**TASK INSTRUCTIONS:** Pick out every line below that contains the word "person" and copy each one in full.

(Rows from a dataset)
------------

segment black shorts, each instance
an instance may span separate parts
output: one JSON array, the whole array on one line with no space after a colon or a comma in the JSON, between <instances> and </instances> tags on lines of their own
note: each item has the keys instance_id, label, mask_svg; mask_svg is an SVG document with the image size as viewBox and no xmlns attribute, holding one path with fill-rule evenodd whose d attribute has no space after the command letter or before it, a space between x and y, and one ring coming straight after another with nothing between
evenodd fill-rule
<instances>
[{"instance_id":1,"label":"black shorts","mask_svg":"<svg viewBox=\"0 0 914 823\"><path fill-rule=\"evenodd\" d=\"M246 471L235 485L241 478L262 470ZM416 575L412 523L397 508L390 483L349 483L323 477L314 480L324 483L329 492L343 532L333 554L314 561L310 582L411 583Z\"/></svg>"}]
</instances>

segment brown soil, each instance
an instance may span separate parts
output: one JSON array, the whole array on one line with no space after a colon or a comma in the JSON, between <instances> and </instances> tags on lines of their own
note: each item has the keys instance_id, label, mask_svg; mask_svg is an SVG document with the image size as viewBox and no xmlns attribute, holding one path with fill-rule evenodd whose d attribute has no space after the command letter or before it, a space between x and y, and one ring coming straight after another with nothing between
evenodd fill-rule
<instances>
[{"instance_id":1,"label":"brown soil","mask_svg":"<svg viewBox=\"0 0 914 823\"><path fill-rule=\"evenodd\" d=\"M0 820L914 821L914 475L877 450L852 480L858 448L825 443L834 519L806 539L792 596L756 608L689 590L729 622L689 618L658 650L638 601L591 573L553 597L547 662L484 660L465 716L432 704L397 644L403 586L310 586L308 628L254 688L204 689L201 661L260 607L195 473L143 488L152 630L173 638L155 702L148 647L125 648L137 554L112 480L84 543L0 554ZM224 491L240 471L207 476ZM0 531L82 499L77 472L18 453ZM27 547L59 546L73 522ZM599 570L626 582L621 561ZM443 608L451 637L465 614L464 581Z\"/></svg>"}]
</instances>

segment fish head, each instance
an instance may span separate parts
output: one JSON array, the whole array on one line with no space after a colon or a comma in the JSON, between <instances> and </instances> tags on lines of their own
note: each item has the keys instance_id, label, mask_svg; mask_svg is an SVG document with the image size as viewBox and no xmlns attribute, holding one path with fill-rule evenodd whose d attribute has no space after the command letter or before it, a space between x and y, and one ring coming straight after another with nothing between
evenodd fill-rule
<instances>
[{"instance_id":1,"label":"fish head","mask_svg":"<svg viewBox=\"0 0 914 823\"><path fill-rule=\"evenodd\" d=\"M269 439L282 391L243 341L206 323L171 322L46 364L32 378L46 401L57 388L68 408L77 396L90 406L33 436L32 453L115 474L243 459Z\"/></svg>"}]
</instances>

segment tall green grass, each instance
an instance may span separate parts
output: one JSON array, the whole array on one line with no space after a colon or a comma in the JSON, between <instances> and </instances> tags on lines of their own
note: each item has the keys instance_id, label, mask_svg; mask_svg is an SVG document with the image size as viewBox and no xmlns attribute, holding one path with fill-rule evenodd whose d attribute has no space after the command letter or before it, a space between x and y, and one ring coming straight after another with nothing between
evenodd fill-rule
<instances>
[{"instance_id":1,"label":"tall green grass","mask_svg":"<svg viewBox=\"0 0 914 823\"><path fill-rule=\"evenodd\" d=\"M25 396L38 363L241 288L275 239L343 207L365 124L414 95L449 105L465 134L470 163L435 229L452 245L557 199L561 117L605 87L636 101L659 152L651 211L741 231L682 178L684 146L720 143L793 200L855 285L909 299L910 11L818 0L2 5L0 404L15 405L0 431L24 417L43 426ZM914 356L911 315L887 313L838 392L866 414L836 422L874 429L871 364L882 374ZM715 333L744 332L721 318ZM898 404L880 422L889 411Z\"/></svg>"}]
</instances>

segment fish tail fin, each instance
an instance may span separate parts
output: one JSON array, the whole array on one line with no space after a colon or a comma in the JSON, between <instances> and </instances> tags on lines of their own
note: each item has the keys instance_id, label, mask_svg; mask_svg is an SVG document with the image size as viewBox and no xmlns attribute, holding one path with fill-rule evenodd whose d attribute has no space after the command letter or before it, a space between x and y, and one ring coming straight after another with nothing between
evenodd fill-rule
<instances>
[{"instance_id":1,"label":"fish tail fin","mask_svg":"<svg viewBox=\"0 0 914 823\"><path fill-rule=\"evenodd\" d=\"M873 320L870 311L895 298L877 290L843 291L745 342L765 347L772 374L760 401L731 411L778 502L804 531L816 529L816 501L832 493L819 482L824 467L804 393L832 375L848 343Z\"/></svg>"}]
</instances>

------------

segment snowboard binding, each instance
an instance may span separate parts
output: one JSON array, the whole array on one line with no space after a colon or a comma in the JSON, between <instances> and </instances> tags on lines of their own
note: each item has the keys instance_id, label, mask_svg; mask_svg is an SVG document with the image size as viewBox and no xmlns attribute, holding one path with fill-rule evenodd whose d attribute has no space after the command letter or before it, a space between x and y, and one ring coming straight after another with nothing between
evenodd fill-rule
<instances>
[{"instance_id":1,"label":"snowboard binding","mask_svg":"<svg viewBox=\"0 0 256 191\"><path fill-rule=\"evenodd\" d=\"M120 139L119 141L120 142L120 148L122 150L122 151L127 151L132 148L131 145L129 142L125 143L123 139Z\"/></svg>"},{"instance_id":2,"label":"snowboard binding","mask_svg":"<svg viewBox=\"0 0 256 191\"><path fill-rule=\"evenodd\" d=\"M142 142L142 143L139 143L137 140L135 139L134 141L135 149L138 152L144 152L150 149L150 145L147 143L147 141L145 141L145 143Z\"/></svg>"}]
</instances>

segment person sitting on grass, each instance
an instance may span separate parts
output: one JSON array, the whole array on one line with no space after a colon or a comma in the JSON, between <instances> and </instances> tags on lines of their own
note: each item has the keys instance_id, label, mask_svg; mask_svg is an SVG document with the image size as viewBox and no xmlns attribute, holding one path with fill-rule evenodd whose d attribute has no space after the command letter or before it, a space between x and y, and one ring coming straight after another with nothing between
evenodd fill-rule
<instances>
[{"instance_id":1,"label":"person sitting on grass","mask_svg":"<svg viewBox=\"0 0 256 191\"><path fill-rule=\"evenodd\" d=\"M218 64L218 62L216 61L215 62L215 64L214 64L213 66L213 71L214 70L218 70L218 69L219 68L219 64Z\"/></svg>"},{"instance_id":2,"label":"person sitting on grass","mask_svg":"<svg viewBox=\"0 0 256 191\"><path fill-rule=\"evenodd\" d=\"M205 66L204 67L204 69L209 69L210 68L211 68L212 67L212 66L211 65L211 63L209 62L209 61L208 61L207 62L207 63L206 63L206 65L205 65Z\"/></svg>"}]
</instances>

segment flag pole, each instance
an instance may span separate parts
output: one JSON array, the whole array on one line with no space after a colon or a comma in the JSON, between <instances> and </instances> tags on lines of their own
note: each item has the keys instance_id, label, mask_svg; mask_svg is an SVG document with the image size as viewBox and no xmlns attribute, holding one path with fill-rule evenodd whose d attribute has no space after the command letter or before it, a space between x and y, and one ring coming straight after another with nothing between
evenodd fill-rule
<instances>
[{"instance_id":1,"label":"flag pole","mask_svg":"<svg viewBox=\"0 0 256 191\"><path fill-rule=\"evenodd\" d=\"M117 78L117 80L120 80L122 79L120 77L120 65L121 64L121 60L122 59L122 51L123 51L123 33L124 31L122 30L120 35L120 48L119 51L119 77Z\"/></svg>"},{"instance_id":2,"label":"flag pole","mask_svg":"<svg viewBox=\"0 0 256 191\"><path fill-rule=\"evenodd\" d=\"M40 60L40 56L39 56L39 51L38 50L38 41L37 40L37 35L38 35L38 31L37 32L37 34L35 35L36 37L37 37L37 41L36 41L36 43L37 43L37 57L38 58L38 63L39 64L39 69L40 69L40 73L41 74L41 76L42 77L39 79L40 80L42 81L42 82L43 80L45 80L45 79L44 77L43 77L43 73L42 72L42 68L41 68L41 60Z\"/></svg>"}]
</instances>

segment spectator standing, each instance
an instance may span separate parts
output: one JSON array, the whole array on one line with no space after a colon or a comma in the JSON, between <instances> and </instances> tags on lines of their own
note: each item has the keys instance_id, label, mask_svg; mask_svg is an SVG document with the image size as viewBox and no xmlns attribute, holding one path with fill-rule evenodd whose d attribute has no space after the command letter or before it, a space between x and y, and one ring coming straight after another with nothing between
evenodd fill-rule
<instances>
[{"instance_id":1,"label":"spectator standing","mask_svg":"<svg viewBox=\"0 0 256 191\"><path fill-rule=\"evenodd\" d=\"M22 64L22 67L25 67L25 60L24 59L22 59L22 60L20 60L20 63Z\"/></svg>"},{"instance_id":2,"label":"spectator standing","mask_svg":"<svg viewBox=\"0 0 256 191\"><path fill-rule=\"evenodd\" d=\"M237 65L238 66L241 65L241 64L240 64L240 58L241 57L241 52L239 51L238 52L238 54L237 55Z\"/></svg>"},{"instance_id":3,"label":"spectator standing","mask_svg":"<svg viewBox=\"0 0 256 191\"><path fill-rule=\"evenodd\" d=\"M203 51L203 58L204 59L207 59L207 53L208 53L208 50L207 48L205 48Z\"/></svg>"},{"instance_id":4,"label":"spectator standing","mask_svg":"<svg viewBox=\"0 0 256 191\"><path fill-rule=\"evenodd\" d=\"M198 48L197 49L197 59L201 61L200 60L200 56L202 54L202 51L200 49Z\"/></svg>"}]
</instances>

------------

**TASK SOLUTION:**
segment person sitting on grass, each instance
[{"instance_id":1,"label":"person sitting on grass","mask_svg":"<svg viewBox=\"0 0 256 191\"><path fill-rule=\"evenodd\" d=\"M218 64L218 62L216 61L215 62L215 64L214 64L213 66L213 71L214 70L218 70L218 69L219 68L219 64Z\"/></svg>"},{"instance_id":2,"label":"person sitting on grass","mask_svg":"<svg viewBox=\"0 0 256 191\"><path fill-rule=\"evenodd\" d=\"M205 66L204 67L204 69L209 69L210 68L211 68L212 67L212 66L211 65L211 63L209 62L209 61L208 61L207 62L207 63L206 63L206 65L205 65Z\"/></svg>"}]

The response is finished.